▶ Stored items:
------------------------------------

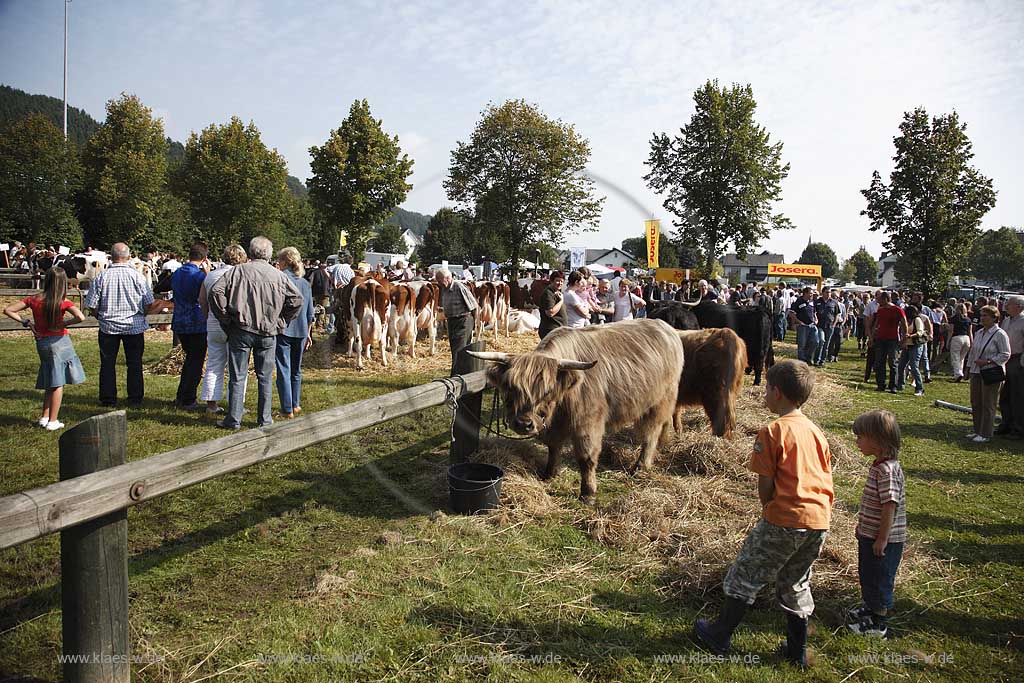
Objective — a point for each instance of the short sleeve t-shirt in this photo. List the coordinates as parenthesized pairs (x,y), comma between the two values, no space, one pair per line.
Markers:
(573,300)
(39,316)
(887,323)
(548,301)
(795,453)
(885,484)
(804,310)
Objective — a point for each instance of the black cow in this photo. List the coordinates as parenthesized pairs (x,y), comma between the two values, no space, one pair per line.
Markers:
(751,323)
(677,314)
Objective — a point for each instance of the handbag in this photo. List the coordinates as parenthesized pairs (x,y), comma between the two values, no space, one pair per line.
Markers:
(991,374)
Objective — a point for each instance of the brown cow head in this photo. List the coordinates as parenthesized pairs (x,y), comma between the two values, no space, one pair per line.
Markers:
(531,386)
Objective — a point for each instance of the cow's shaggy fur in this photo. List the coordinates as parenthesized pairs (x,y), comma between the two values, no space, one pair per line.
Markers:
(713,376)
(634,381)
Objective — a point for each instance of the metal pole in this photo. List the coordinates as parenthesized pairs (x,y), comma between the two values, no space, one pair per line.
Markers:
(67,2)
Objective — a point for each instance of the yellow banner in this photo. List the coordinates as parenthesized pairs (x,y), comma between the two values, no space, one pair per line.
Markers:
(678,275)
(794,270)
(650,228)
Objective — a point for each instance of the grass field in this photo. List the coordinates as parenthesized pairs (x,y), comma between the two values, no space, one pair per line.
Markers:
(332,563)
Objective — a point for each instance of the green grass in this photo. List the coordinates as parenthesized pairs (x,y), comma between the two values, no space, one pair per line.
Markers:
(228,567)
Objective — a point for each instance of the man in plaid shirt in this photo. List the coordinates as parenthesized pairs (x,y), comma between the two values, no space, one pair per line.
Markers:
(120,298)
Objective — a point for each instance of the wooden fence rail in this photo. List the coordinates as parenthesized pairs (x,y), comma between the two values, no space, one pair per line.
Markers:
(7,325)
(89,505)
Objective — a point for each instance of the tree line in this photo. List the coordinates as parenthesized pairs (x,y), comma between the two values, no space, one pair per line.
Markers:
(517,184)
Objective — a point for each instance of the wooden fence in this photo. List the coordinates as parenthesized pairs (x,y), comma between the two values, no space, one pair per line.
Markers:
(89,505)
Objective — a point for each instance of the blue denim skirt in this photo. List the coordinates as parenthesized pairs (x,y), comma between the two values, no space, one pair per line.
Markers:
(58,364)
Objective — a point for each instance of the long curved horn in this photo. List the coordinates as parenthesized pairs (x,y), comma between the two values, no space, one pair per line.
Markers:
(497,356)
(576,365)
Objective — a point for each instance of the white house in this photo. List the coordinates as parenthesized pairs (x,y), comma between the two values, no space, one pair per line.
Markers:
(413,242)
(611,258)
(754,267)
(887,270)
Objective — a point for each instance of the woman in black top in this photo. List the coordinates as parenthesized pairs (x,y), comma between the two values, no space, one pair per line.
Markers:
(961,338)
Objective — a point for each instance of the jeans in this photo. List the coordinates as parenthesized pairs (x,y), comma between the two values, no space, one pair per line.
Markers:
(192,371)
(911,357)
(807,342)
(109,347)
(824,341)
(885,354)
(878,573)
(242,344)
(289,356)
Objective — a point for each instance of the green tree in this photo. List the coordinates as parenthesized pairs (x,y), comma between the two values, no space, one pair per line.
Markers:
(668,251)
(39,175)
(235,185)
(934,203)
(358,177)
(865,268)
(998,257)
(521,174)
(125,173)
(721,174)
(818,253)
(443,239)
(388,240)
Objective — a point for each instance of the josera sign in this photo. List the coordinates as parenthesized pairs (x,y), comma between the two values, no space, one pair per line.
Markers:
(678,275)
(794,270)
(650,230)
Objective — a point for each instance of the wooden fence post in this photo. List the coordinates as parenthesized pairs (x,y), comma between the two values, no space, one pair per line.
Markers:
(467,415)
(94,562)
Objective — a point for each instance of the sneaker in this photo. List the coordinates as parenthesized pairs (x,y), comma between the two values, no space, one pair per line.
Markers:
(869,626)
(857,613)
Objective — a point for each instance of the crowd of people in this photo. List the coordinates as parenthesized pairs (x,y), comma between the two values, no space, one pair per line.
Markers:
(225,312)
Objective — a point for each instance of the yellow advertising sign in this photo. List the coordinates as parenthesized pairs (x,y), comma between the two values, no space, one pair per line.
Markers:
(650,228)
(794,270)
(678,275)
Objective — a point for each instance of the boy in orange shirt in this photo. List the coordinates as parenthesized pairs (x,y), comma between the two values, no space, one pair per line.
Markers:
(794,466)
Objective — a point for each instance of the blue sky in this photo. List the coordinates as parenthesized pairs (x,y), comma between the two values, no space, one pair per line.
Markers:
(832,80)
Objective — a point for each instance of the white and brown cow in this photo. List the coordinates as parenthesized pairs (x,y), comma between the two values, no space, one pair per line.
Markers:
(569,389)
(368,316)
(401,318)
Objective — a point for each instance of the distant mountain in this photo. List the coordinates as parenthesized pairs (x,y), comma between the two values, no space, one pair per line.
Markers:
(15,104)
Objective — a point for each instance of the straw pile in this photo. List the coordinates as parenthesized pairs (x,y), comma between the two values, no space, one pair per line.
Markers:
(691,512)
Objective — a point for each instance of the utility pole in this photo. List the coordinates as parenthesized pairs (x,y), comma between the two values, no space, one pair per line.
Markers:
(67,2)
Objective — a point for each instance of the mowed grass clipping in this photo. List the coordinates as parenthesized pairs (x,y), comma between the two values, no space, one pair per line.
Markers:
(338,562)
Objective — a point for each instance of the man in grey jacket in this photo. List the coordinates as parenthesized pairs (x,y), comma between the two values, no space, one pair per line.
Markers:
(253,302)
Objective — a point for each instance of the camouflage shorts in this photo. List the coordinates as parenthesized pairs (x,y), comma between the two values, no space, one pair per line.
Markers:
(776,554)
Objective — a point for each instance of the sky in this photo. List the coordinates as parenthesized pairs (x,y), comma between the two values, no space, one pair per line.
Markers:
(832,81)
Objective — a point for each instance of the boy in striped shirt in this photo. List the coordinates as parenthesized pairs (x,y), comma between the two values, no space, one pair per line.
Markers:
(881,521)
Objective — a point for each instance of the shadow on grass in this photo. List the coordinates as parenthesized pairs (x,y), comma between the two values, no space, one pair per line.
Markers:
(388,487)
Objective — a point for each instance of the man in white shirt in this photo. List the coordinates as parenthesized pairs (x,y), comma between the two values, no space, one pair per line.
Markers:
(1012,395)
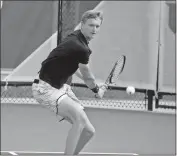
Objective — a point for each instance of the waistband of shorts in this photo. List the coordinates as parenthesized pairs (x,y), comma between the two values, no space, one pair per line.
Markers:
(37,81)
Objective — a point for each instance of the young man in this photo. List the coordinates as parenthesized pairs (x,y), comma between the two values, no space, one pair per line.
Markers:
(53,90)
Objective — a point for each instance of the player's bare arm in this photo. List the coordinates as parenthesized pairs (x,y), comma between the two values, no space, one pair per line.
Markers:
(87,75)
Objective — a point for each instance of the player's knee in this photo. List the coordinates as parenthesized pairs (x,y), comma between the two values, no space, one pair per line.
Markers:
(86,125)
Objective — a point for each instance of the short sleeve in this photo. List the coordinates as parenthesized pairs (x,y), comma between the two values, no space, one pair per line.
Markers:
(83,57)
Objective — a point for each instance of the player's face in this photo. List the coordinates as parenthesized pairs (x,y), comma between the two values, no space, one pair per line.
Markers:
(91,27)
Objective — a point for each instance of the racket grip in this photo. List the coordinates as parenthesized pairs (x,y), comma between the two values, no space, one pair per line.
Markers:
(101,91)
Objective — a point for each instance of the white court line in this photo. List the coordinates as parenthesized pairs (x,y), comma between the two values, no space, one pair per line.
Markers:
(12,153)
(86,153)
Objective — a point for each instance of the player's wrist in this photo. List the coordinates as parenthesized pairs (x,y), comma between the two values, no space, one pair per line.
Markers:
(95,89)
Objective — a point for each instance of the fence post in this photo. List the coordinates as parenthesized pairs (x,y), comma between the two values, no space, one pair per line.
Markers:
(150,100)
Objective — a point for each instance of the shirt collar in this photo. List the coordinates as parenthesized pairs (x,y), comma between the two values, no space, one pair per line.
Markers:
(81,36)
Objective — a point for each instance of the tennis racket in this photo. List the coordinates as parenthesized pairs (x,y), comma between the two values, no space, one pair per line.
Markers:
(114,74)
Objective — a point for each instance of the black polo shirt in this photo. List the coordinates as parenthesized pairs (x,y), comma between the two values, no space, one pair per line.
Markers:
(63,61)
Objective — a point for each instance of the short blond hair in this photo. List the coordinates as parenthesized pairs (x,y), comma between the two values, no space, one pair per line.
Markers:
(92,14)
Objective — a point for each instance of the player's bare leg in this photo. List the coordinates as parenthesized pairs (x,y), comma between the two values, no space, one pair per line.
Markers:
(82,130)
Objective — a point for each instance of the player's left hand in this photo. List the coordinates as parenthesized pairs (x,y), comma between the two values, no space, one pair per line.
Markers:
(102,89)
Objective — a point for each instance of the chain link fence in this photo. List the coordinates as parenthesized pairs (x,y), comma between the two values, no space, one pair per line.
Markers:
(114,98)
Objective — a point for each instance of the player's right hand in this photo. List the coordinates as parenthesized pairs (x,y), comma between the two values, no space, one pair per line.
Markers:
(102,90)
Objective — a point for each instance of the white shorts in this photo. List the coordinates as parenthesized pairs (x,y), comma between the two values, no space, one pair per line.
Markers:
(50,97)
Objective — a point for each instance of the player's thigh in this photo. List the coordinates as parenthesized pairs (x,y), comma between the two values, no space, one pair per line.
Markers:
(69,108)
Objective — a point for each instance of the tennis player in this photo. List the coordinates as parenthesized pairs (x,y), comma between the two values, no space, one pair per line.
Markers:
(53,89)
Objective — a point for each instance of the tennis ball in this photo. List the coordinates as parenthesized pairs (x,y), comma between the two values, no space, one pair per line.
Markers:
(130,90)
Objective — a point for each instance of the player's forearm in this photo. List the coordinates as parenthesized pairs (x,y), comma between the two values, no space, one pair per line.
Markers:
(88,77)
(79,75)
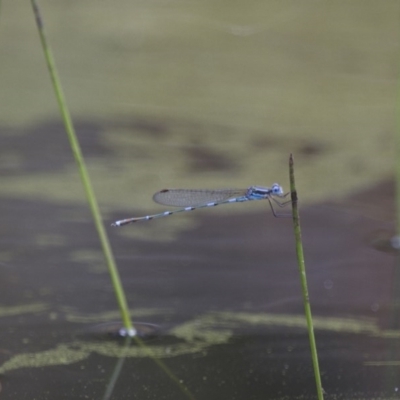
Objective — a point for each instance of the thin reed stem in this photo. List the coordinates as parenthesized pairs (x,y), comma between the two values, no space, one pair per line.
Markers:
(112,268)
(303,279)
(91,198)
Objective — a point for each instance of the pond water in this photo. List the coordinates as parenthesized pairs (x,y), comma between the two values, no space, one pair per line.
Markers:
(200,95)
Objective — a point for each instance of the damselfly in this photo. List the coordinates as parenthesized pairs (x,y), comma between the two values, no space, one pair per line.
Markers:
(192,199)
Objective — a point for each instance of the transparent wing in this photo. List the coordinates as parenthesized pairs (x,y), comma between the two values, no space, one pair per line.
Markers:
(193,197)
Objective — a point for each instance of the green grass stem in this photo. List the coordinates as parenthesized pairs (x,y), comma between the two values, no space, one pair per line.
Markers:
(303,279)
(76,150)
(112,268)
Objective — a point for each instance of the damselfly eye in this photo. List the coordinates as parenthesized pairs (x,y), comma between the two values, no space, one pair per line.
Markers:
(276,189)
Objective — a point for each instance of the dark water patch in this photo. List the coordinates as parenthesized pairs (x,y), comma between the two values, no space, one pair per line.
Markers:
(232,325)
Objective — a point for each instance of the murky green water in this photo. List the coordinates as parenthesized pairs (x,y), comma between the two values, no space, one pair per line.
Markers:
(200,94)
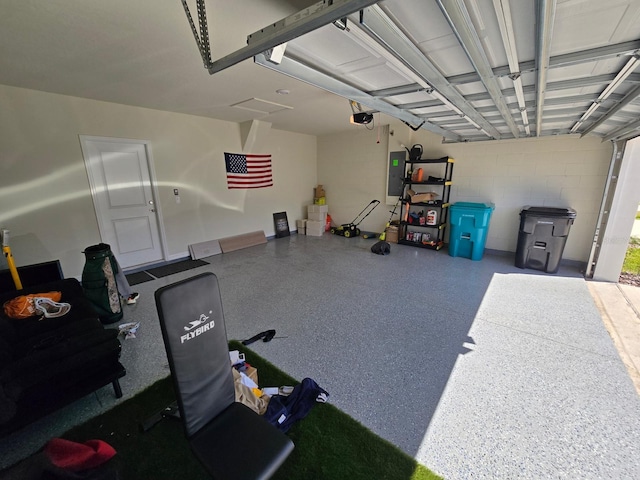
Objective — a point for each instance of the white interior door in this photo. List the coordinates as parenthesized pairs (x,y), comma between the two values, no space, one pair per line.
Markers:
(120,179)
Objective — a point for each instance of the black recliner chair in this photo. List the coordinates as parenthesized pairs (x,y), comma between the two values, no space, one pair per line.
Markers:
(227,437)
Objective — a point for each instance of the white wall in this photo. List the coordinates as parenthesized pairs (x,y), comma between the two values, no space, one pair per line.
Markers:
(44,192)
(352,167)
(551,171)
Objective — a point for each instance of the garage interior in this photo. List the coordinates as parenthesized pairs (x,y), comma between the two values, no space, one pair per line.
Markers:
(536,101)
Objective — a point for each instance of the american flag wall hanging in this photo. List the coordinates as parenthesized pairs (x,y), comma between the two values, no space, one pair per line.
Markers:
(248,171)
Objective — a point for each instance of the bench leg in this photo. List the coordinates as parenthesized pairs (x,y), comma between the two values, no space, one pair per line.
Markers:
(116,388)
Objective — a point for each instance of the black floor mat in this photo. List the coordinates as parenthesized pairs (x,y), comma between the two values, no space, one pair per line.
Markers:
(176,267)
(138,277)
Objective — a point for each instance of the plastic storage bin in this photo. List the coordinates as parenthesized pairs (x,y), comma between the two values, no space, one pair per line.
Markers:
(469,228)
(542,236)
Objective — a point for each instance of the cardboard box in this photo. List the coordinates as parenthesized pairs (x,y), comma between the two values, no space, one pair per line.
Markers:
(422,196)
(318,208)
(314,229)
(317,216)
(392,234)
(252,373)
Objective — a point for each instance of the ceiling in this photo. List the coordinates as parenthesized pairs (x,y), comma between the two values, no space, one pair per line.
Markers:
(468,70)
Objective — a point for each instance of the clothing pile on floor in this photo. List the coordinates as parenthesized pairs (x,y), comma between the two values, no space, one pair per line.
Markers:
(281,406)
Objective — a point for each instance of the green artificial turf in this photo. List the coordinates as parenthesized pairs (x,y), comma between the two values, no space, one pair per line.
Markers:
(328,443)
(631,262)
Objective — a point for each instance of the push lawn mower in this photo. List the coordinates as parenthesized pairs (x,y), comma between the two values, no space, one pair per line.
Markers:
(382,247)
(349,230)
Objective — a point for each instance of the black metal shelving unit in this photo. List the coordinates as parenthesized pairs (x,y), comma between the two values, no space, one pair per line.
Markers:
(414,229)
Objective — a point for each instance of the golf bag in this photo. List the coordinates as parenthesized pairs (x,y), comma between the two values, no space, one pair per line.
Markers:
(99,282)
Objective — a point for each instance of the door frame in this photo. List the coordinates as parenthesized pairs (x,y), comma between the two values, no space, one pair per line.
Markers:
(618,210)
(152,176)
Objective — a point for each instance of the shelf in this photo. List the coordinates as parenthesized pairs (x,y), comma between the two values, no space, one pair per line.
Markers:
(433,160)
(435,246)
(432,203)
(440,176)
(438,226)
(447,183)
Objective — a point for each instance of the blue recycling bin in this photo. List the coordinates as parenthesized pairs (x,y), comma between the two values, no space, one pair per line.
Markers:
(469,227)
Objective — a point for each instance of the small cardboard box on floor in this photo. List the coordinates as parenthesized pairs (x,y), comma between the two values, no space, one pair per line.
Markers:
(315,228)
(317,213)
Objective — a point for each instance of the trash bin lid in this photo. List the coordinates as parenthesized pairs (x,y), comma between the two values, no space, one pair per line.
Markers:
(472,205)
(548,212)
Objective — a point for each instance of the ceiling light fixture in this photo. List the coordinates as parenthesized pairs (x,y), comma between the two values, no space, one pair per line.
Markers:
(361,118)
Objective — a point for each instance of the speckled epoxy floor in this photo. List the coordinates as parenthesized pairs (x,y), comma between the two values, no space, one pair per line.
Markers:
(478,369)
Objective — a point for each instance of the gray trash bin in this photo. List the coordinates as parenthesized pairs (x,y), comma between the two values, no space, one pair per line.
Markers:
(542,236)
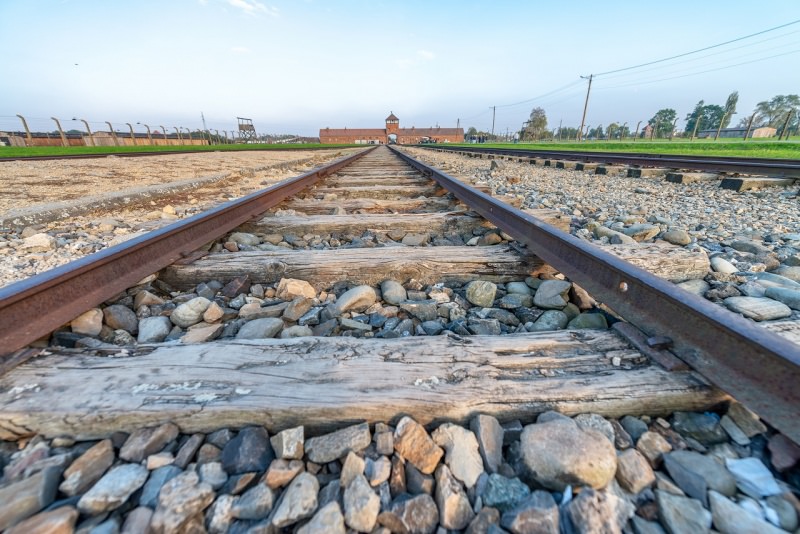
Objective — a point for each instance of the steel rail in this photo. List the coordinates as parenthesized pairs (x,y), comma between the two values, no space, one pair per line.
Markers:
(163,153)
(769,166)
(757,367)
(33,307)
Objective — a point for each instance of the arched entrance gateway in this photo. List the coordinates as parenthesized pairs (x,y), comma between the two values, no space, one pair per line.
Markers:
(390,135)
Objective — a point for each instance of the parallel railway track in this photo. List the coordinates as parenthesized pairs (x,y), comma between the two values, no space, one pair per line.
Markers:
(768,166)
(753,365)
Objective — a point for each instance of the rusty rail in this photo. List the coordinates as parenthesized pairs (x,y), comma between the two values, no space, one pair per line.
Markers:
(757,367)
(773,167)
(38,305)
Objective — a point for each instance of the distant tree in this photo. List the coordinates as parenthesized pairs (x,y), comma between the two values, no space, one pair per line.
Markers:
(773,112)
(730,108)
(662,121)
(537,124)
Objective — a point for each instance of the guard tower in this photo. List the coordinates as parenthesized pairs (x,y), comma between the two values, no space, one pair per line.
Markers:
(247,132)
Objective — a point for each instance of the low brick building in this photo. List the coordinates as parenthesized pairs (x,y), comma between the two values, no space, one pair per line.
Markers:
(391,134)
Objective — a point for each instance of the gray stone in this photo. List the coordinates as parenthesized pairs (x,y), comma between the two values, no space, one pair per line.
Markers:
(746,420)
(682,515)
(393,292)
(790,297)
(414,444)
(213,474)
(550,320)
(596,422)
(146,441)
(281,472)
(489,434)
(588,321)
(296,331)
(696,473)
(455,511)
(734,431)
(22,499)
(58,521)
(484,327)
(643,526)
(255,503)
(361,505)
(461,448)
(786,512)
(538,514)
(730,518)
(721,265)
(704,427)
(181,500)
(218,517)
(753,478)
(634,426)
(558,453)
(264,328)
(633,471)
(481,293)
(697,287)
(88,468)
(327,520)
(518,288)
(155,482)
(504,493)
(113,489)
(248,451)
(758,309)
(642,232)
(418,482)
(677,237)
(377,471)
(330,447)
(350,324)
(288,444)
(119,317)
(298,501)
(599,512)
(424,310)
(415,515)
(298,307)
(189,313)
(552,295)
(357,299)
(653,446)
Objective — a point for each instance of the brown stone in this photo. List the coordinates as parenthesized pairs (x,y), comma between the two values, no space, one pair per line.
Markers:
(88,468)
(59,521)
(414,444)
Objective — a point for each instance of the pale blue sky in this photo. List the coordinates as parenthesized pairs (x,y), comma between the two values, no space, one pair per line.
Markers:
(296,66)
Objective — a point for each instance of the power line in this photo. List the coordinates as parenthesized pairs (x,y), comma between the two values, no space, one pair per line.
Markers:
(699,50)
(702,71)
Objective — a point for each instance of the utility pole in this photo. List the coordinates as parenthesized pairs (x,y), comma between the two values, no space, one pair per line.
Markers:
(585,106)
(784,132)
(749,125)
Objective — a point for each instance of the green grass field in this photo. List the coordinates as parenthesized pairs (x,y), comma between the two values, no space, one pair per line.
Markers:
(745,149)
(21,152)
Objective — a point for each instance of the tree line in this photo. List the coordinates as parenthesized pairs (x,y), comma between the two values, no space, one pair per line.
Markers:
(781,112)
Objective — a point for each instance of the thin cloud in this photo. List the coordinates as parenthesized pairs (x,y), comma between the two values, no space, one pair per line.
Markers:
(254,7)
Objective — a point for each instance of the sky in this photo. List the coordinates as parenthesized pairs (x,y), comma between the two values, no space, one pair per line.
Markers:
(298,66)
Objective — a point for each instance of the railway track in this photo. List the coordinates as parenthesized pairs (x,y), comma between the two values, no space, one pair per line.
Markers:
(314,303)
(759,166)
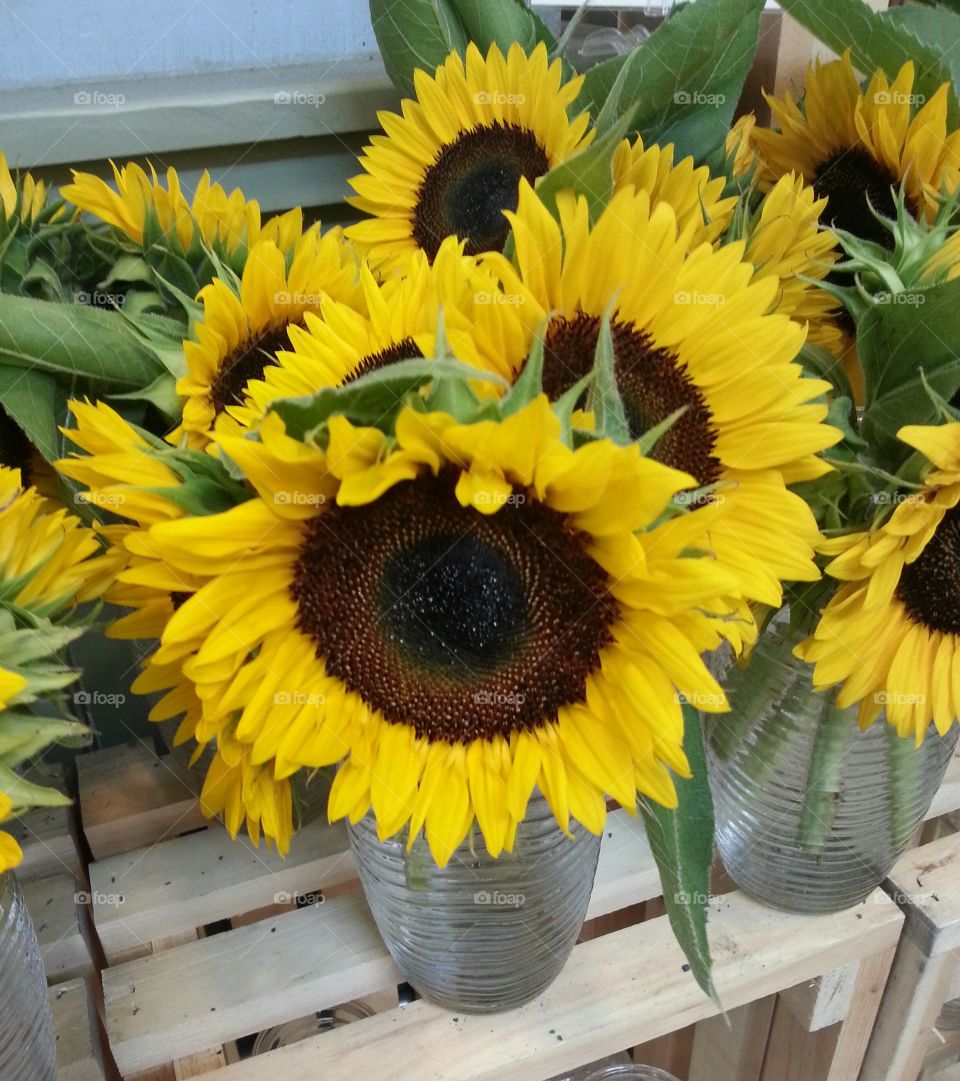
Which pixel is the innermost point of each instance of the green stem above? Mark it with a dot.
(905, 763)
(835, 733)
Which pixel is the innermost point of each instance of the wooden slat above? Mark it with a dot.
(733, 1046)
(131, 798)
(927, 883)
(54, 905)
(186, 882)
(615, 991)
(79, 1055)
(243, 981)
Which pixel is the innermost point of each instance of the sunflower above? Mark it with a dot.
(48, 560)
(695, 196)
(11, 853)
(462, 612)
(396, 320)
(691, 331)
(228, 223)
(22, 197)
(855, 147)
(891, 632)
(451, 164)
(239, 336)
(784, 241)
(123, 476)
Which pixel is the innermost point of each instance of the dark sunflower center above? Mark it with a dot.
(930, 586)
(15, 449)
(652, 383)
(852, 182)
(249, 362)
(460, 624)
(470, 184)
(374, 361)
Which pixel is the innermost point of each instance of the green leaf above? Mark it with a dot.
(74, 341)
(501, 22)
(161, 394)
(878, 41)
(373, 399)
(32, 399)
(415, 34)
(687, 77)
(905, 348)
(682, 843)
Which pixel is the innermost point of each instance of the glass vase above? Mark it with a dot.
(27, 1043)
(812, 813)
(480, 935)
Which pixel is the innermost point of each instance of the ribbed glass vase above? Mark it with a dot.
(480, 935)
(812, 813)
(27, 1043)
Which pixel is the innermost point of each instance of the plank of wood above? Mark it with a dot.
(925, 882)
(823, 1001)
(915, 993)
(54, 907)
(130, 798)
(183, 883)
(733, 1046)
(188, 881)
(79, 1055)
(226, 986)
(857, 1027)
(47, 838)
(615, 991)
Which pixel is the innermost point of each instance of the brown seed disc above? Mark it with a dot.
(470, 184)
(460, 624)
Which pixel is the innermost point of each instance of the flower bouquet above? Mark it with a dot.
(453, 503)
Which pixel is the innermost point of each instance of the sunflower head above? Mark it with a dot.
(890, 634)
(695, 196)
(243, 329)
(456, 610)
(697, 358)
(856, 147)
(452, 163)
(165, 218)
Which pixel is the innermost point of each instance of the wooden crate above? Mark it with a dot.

------------------------------------

▶ Exercise: Scan each line of the entries above for the word "tree" and report how many lines contain it, with nothing else.

▶ Reply to the exercise: 4